TÂCHE À RÉALISER: Extrayez, s'il vous plaît, l'intégralité du texte sur les anciens enfants soldats qui figure ci-dessous, sans y changer un seul mot.

TEXTE DE LA PAGE:
En Rd du Congo ou au Rwanda, pour beaucoup d’anciens enfants soldats, le retour à la vie normale ne se passe pas sans difficultés. Certains se forment à un métier ou choisissent la police comme débouché, d’autres caressent le rêve de devenir cadres supérieurs. Pour  beaucoup d’autres, le retour au maquis est la seule issue.

Kalachnikov en bandoulière, képi vissé sur la tête et bottines en caoutchouc aux pieds, Paluku Mathe assure, depuis octobre 2008, la garde du bourgmestre de la commune de Mulekera, à Beni au nord de Goma, capitale de la province du Nord-Kivu. Moulé dans l’uniforme bleu de la Police nationale congolaise (Pnc), ce jeune âgé de 19 ans est un ancien combattant du groupe maï-maï Lolwako, des miliciens locaux ayant pris les armes pour faire de la résistance populaire durant les dernières années de guerre en République démocratique du Congo. Fils d’un chef coutumier du territoire de Lubero, Paluku avait rejoint les Maï-maï en 1999, pour, raconte-t-il, «protéger la ferme, les brebis et la fortune de mon père contre les voleurs de bétails.»

INFORMATIONS FOURNIES:
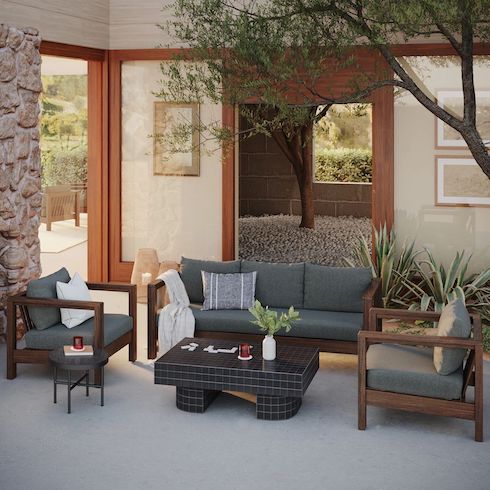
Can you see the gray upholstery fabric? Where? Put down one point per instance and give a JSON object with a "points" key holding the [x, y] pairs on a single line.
{"points": [[313, 324], [278, 285], [454, 322], [190, 272], [45, 287], [410, 370], [115, 325], [228, 291], [335, 288]]}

RÉSULTAT DE L'EXERCICE:
En Rd du Congo ou au Rwanda, pour beaucoup d’anciens enfants soldats, le retour à la vie normale ne se passe pas sans difficultés. Certains se forment à un métier ou choisissent la police comme débouché, d’autres caressent le rêve de devenir cadres supérieurs. Pour  beaucoup d’autres, le retour au maquis est la seule issue.

Kalachnikov en bandoulière, képi vissé sur la tête et bottines en caoutchouc aux pieds, Paluku Mathe assure, depuis octobre 2008, la garde du bourgmestre de la commune de Mulekera, à Beni au nord de Goma, capitale de la province du Nord-Kivu. Moulé dans l’uniforme bleu de la Police nationale congolaise (Pnc), ce jeune âgé de 19 ans est un ancien combattant du groupe maï-maï Lolwako, des miliciens locaux ayant pris les armes pour faire de la résistance populaire durant les dernières années de guerre en République démocratique du Congo. Fils d’un chef coutumier du territoire de Lubero, Paluku avait rejoint les Maï-maï en 1999, pour, raconte-t-il, «protéger la ferme, les brebis et la fortune de mon père contre les voleurs de bétails.»